Arrange all of the rows below as a numbered list, leaving out every blank line.

Entries for locating named things:
--------------------

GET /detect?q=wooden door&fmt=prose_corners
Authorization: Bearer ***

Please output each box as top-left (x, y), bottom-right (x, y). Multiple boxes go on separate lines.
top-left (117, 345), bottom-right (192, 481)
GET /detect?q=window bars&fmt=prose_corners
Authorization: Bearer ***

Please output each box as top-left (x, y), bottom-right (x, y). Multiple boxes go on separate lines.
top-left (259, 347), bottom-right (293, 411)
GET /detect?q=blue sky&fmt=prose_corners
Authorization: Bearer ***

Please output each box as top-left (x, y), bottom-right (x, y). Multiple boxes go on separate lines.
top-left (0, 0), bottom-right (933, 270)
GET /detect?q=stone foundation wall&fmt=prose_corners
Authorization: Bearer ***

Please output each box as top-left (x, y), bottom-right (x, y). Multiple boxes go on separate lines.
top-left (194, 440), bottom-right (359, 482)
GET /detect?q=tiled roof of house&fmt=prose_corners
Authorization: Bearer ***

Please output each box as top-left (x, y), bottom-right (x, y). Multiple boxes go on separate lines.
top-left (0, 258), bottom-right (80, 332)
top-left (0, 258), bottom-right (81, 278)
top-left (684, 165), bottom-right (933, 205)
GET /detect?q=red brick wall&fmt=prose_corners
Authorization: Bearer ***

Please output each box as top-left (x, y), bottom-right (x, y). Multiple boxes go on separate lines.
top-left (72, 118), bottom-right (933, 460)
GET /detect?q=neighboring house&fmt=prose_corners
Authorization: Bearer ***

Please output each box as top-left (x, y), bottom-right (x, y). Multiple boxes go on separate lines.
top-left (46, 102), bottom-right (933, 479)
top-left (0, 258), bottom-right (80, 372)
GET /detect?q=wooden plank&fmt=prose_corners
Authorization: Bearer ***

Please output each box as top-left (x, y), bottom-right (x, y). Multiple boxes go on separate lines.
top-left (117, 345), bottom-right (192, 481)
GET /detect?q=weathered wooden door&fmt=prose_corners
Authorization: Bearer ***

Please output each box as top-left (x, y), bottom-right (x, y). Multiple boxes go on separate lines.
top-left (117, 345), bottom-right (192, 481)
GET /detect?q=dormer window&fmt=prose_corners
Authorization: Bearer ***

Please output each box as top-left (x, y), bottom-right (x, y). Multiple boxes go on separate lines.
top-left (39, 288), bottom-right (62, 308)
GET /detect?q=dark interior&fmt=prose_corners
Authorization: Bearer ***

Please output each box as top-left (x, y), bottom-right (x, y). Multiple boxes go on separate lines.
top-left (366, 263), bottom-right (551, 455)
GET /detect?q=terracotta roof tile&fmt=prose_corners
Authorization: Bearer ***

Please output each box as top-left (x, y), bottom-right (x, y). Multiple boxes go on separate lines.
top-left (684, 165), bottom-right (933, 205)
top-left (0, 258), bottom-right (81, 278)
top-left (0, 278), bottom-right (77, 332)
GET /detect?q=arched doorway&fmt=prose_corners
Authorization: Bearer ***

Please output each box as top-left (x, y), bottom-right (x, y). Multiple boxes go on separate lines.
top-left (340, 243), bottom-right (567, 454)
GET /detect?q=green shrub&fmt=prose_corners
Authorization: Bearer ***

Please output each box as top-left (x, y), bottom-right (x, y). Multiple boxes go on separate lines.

--------------------

** TASK SOLUTION **
1. GET /detect?q=wooden door&fmt=prose_corners
2. Authorization: Bearer ***
3. Please output each box as top-left (x, y), bottom-right (x, y). Multiple boxes go on separate lines.
4. top-left (117, 345), bottom-right (192, 481)
5. GET /detect?q=window bars&fmt=prose_corners
6. Authorization: Bearer ***
7. Please output each box as top-left (x, y), bottom-right (x, y). Multiple boxes go on separate lines.
8. top-left (259, 347), bottom-right (293, 411)
9. GET /detect?q=blue sky&fmt=prose_corners
10. Authorization: Bearer ***
11. Please output each box as top-left (x, y), bottom-right (x, y). Multiple boxes go on separate lines.
12. top-left (0, 0), bottom-right (933, 270)
13. GET /detect?q=stone foundation wall&fmt=prose_corners
14. Authorization: Bearer ***
15. Please output each box as top-left (x, y), bottom-right (x, y). Multiple boxes go on separate lines.
16. top-left (194, 440), bottom-right (359, 482)
17. GET /detect?q=tiled roof of house&fmt=prose_corners
18. Authorization: Bearer ***
19. Please output each box as top-left (x, y), bottom-right (x, y). Multiple boxes go on separate lines.
20. top-left (0, 258), bottom-right (80, 332)
21. top-left (0, 258), bottom-right (81, 278)
22. top-left (684, 165), bottom-right (933, 205)
23. GET /detect?q=red brick wall&fmt=prose_corners
24. Authorization: Bearer ***
25. Please output each box as top-left (x, y), bottom-right (x, y). Multiple boxes go on separate lines.
26. top-left (72, 118), bottom-right (933, 460)
27. GET /detect?q=neighboring house&fmt=prose_corners
28. Authorization: Bearer ***
29. Please output each box as top-left (x, y), bottom-right (x, y). Multiple boxes go on separate lines.
30. top-left (46, 102), bottom-right (933, 479)
31. top-left (0, 258), bottom-right (80, 372)
32. GET /detect?q=wooden plank&fmt=prose_corners
33. Authorization: Bearer ***
34. Please output each box as top-left (x, y), bottom-right (x, y). Multiple boxes go on separate lines.
35. top-left (117, 345), bottom-right (192, 481)
36. GET /detect?q=weathered wooden door&fmt=prose_corners
37. Authorization: Bearer ***
38. Please output each box as top-left (x, y), bottom-right (x, y). Multiple boxes go on separate lines.
39. top-left (117, 345), bottom-right (192, 481)
40. GET /detect?q=dormer window&fmt=prose_corners
41. Authorization: Bearer ***
42. Please output each box as top-left (x, y), bottom-right (x, y). Multiple boxes go on separate lines.
43. top-left (39, 288), bottom-right (62, 308)
44. GET /detect?q=dark interior&fmt=prose_corners
45. Authorization: Bearer ***
46. Please output each box as top-left (x, y), bottom-right (x, y). Multiple boxes go on separate lines.
47. top-left (366, 263), bottom-right (551, 455)
48. GET /detect?q=terracotta roof tile&fmt=prose_corners
49. Authorization: Bearer ***
50. Please output each box as top-left (x, y), bottom-right (x, y). Multiple boxes go on separate lines.
51. top-left (684, 165), bottom-right (933, 205)
52. top-left (0, 258), bottom-right (81, 278)
53. top-left (0, 278), bottom-right (77, 332)
54. GET /detect?q=arched doorway&fmt=prose_corners
55. Authorization: Bearer ***
56. Please output each box as top-left (x, y), bottom-right (x, y). Multiple boxes go on separate lines.
57. top-left (340, 243), bottom-right (567, 454)
58. GET /detect?q=green shrub&fmt=prose_corners
59. Authorization: Bearer ***
60. Please output each box as top-left (x, y), bottom-right (x, y). Multiple boxes go on separate lines.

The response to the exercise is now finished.